— Goal —
How many lines in the data below contain the string "hotel"? Case must match. Reply with the number alone.

— Records to process —
· · · ·
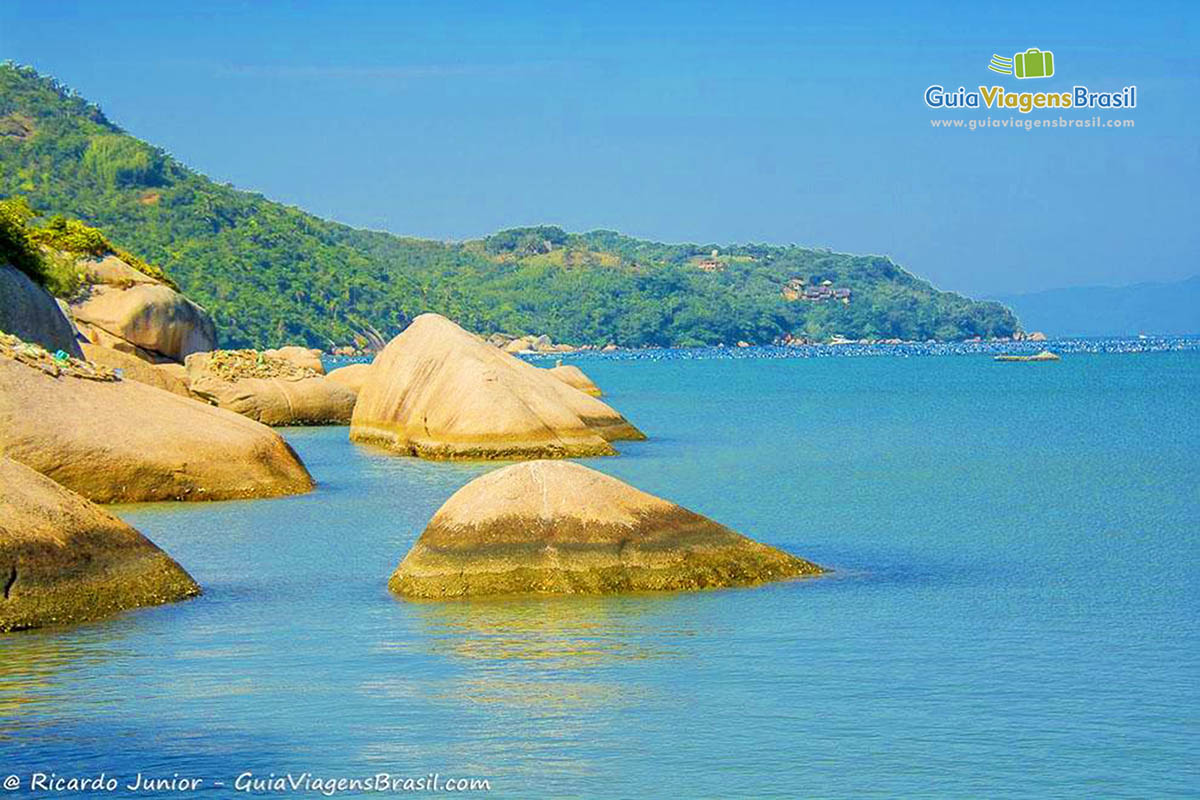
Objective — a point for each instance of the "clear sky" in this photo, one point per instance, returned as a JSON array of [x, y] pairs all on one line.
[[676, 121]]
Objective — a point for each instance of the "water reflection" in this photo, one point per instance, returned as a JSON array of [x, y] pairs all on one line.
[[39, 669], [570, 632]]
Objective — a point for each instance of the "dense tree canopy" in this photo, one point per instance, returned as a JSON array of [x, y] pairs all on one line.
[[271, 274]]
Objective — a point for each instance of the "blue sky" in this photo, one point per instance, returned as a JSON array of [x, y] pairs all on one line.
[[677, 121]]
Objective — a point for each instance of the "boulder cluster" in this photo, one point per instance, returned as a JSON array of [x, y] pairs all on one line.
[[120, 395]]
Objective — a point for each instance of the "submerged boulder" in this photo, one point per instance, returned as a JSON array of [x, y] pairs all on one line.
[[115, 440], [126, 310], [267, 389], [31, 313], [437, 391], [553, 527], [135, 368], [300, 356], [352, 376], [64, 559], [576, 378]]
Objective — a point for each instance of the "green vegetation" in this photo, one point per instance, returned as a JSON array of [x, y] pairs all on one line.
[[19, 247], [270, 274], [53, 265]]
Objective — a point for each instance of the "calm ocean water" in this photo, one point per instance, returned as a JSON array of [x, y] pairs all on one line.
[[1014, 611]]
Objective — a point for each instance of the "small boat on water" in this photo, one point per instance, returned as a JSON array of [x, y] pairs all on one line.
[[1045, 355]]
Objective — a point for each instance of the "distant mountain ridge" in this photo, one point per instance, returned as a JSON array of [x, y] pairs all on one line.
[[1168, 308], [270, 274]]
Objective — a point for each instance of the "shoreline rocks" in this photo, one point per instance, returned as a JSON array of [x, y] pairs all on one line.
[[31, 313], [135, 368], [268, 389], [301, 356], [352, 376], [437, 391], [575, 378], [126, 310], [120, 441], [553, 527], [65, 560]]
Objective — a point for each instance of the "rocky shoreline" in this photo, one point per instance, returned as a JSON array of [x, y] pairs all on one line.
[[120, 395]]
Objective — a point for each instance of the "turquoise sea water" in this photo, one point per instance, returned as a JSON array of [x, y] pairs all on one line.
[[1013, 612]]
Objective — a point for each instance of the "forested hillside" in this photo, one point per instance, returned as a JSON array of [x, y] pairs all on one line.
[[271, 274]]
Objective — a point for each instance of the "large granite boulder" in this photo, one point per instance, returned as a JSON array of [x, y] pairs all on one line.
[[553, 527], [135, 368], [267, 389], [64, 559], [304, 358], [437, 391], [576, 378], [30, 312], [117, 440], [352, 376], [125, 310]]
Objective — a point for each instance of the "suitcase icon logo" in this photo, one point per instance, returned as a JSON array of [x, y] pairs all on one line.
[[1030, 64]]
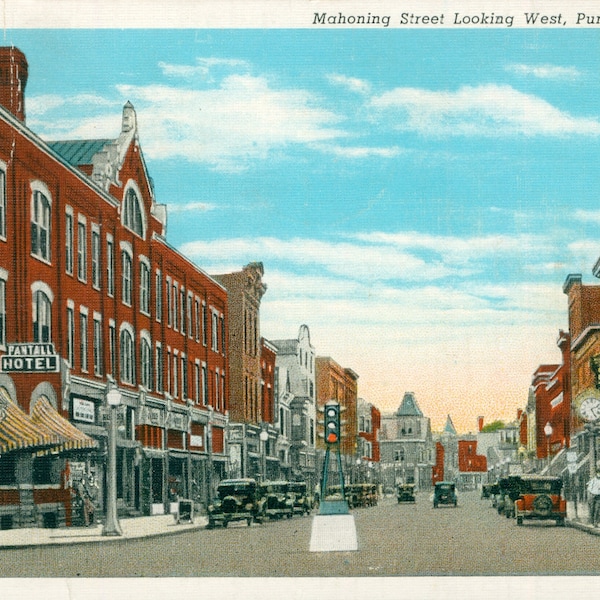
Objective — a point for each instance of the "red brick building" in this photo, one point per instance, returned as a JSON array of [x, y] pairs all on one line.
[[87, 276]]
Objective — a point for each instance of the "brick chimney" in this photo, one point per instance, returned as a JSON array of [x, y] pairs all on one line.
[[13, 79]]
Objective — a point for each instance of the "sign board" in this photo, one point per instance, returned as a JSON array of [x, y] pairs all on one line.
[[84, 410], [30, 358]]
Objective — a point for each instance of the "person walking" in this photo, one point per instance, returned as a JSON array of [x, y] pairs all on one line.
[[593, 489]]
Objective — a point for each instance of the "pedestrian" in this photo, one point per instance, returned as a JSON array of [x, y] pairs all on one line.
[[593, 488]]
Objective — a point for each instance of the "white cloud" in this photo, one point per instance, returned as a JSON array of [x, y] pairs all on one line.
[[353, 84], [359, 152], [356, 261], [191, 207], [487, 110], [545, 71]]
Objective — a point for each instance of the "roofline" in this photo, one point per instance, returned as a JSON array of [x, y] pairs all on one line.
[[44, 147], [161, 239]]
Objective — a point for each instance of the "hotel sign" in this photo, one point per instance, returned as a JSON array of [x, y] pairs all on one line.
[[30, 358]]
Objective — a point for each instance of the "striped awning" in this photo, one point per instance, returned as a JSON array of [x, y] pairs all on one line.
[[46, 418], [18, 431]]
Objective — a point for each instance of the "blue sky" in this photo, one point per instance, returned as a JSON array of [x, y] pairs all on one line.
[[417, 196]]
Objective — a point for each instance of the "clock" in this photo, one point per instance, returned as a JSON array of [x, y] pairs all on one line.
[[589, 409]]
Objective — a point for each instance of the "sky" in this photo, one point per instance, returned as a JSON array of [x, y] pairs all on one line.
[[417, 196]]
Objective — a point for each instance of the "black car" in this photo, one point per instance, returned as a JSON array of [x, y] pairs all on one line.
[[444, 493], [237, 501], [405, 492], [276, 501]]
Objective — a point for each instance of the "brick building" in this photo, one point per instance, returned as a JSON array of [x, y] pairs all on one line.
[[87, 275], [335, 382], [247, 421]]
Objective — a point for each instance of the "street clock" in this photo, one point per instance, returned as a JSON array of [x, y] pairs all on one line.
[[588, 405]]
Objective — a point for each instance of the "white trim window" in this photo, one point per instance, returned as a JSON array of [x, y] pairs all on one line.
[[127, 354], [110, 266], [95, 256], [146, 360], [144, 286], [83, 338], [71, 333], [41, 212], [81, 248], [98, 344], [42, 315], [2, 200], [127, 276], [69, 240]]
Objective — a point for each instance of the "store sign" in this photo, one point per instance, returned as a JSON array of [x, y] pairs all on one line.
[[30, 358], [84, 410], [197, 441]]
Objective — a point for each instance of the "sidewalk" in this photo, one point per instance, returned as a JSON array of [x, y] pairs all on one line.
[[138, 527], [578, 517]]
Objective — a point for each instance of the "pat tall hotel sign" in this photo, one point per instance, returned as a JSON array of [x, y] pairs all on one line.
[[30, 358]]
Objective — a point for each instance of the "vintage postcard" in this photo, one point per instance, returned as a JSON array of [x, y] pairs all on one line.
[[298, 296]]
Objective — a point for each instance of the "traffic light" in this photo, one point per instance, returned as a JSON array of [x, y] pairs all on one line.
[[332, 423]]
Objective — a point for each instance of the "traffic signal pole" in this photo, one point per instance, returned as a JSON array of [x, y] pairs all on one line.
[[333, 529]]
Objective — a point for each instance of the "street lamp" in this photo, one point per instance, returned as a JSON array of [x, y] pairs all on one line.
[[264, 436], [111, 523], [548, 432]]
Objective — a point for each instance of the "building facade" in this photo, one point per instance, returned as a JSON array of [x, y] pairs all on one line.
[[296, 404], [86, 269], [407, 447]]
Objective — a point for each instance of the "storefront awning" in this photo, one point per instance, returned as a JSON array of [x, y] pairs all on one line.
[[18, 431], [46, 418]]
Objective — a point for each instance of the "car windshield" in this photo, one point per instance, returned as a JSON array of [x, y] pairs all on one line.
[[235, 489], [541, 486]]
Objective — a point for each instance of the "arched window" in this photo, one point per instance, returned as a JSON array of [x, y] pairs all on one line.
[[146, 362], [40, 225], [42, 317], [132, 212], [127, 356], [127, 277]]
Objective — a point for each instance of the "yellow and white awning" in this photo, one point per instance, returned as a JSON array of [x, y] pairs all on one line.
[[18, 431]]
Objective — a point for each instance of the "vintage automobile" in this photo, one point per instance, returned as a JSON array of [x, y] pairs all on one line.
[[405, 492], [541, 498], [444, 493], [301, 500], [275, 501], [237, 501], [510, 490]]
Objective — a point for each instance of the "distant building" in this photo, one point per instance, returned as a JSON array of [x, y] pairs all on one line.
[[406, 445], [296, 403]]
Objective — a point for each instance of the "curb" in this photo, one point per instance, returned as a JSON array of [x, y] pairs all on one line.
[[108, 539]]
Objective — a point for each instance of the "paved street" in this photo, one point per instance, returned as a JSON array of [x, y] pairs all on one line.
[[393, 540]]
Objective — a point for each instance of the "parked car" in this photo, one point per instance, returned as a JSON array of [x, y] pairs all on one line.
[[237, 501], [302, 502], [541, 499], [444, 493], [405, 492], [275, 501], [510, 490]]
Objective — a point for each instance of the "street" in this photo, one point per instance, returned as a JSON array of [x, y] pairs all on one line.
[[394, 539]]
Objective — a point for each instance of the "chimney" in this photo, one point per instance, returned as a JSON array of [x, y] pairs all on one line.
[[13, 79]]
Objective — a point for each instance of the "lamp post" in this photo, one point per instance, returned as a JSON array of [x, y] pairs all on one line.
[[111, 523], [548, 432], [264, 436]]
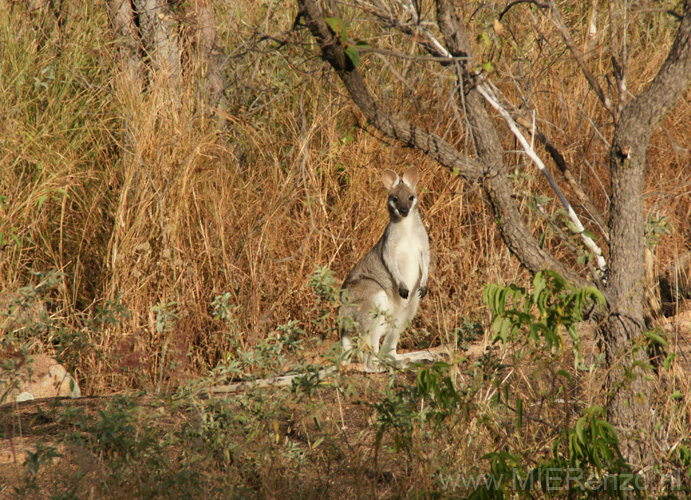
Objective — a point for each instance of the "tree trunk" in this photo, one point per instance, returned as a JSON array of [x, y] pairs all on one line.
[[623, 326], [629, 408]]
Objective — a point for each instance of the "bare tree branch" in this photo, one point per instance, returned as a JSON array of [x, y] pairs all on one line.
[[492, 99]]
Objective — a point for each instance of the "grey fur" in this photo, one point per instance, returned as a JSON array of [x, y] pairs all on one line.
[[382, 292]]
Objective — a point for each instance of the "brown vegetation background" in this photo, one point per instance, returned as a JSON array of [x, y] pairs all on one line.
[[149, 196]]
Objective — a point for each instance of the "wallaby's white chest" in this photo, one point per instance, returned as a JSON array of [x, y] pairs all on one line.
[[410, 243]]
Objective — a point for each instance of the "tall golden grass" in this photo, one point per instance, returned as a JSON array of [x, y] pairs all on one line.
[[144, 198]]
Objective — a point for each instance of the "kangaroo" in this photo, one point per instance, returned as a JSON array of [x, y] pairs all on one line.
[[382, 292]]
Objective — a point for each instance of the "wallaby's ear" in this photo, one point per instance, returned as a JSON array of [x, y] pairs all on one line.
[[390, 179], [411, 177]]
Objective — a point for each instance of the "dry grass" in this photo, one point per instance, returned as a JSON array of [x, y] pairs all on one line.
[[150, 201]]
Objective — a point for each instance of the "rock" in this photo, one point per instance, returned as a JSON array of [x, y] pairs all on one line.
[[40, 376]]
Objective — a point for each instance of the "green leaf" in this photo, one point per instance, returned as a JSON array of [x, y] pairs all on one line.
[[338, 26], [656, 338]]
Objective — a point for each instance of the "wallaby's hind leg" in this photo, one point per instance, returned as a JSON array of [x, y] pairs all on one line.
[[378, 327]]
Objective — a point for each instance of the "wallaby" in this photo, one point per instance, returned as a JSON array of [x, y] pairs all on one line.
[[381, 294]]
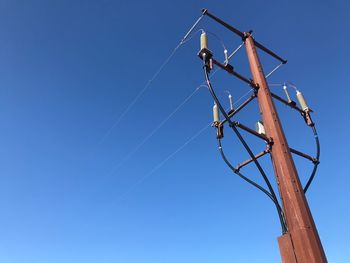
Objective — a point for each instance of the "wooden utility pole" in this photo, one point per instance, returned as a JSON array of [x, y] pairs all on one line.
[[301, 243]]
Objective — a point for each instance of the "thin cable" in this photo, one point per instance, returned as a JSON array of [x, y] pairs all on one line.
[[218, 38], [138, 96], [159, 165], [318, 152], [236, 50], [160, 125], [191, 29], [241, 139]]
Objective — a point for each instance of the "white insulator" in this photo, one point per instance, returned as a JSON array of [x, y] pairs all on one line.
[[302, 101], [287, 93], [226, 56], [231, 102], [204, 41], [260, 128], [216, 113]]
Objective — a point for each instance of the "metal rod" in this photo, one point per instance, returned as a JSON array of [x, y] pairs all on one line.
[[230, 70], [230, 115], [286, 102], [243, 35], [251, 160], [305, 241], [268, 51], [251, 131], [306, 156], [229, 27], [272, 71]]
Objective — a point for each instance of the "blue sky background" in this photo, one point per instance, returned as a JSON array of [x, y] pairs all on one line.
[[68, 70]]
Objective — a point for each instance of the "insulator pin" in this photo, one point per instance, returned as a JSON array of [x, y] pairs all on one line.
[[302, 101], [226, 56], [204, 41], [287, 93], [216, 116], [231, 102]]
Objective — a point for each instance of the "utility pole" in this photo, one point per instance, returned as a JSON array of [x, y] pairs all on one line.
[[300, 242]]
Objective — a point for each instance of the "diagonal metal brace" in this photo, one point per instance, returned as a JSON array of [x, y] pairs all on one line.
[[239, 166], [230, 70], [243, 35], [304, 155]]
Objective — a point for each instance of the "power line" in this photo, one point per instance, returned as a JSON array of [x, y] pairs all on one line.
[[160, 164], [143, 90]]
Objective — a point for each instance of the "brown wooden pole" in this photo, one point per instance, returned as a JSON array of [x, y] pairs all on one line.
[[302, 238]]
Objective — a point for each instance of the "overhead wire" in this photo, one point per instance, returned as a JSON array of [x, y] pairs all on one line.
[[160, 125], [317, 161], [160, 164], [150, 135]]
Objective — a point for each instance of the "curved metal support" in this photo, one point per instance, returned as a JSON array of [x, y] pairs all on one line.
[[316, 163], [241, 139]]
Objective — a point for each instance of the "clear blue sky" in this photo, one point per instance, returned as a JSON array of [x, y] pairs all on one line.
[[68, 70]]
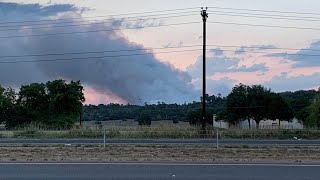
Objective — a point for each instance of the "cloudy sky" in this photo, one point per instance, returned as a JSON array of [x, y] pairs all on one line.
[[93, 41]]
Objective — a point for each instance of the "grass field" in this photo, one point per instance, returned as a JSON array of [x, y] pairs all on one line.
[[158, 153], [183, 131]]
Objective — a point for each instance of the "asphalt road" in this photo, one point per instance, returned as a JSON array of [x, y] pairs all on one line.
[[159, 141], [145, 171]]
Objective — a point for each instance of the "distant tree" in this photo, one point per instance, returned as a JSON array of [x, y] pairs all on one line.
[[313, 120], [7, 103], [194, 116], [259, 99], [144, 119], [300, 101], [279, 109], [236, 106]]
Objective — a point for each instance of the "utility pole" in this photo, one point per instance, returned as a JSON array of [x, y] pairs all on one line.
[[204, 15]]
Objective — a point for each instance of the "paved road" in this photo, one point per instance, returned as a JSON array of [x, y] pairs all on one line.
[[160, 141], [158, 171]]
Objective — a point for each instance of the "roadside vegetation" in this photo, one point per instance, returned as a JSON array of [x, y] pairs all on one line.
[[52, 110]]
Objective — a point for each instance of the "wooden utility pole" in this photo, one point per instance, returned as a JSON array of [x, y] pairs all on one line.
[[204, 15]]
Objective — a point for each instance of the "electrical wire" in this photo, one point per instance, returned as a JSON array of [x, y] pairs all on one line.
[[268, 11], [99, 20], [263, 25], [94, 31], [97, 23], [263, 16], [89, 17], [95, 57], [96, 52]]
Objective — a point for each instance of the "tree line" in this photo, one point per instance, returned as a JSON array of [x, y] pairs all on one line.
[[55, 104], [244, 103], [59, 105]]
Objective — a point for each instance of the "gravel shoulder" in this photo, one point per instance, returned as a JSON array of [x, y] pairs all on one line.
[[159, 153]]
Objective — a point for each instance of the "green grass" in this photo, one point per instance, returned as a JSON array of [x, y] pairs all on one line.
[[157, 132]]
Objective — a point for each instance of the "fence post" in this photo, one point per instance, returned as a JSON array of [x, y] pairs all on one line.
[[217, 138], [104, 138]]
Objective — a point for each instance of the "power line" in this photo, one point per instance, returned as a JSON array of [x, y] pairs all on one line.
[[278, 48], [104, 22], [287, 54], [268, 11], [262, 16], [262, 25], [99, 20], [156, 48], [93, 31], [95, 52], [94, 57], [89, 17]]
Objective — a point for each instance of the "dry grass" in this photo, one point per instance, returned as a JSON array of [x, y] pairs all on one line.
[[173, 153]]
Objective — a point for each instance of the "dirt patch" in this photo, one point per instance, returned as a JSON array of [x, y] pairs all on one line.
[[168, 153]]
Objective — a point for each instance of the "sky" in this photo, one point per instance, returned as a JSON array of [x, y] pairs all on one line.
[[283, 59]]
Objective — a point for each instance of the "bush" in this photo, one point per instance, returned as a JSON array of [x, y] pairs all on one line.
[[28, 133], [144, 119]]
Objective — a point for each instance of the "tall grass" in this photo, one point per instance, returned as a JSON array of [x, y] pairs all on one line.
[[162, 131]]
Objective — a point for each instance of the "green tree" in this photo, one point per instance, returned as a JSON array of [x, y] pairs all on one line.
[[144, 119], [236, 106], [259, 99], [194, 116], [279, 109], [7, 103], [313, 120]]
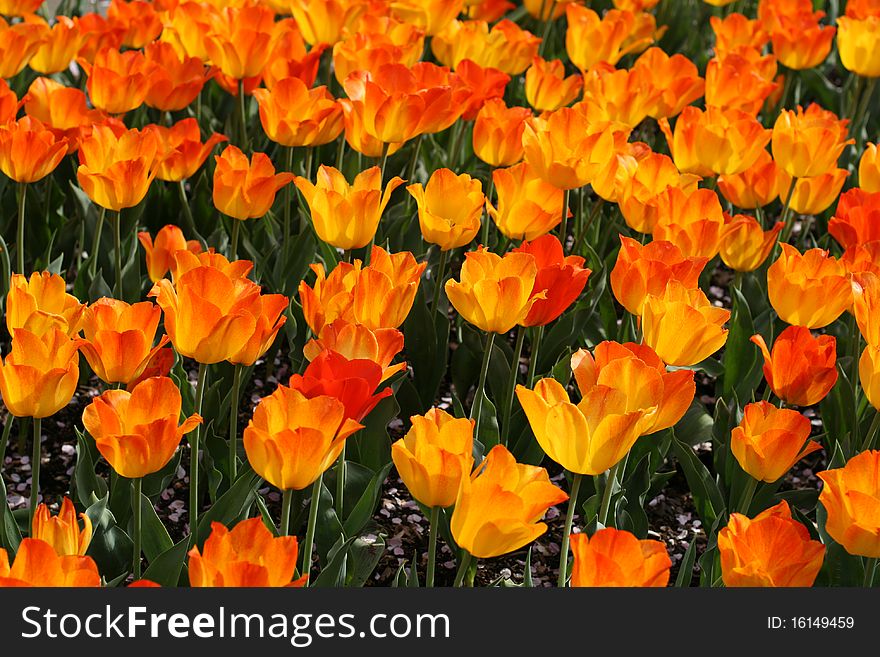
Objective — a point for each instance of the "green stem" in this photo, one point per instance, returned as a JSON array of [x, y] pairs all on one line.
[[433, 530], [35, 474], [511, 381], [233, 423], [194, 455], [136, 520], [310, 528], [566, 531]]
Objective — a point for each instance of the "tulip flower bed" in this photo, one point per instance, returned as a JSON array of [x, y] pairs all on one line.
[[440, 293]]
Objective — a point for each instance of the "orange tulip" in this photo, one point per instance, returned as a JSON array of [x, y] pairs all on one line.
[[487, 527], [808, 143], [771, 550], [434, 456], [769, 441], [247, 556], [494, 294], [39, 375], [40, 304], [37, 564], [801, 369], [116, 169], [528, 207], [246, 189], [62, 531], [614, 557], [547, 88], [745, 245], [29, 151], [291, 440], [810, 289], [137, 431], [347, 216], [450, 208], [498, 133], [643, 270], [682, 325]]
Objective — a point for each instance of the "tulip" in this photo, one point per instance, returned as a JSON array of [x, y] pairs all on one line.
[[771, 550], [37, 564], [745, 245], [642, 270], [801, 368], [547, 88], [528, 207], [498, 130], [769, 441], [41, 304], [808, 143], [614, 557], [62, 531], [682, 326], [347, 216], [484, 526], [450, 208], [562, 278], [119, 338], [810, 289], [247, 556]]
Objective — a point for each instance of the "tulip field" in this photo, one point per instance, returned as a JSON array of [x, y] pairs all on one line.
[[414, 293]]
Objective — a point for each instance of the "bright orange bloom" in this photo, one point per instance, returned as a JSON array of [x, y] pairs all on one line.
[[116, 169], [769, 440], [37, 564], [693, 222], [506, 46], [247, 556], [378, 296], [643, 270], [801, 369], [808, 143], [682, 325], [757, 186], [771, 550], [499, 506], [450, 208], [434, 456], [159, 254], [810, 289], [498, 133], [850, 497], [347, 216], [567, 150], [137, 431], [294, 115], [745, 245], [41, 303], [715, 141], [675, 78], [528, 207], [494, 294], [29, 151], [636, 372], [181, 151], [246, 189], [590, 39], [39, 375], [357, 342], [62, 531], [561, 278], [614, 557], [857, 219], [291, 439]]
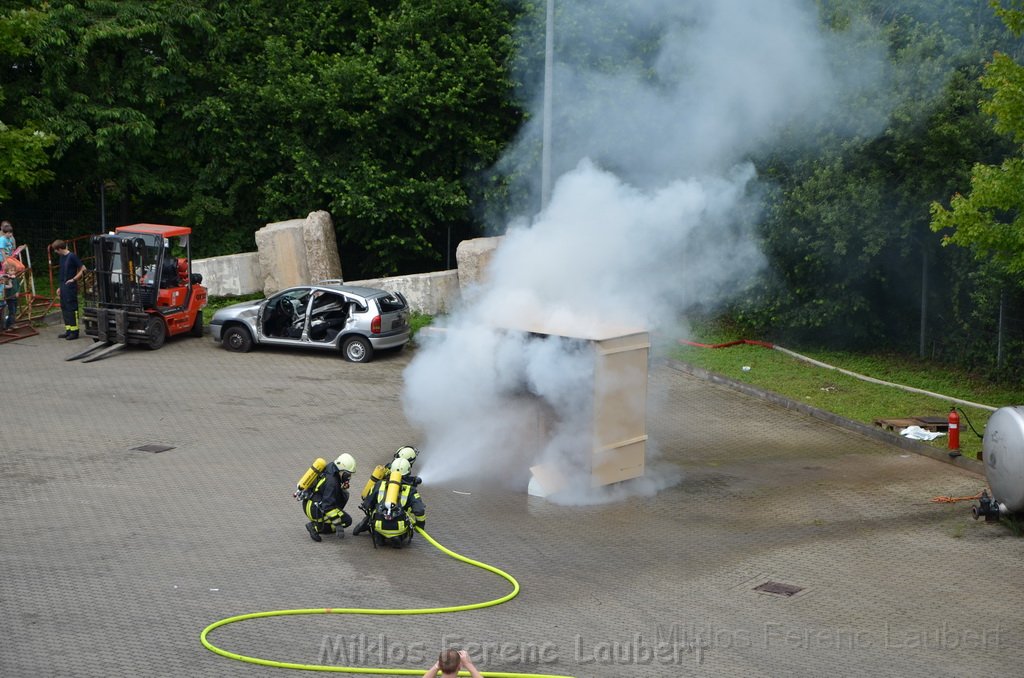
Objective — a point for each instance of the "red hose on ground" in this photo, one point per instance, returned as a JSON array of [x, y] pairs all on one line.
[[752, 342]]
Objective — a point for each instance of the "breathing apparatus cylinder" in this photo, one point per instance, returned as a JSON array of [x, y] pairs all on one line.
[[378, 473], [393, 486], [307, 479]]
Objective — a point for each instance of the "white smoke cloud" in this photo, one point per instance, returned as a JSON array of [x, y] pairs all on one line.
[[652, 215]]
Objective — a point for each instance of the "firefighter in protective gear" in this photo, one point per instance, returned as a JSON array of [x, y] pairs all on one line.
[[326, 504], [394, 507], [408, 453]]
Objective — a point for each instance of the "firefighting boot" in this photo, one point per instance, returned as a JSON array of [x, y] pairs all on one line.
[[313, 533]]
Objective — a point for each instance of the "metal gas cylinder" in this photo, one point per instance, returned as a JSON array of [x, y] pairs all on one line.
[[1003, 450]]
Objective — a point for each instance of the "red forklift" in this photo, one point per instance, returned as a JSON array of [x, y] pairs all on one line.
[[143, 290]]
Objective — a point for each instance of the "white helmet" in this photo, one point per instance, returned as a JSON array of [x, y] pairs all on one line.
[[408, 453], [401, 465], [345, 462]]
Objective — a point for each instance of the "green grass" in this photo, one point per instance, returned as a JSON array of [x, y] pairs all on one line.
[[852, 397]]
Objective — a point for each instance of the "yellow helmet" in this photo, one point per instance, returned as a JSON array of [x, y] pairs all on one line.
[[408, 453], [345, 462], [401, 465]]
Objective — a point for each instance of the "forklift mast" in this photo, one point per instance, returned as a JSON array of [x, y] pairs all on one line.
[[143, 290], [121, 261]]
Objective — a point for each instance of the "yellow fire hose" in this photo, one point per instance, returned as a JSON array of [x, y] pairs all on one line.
· · · ·
— Response to the task —
2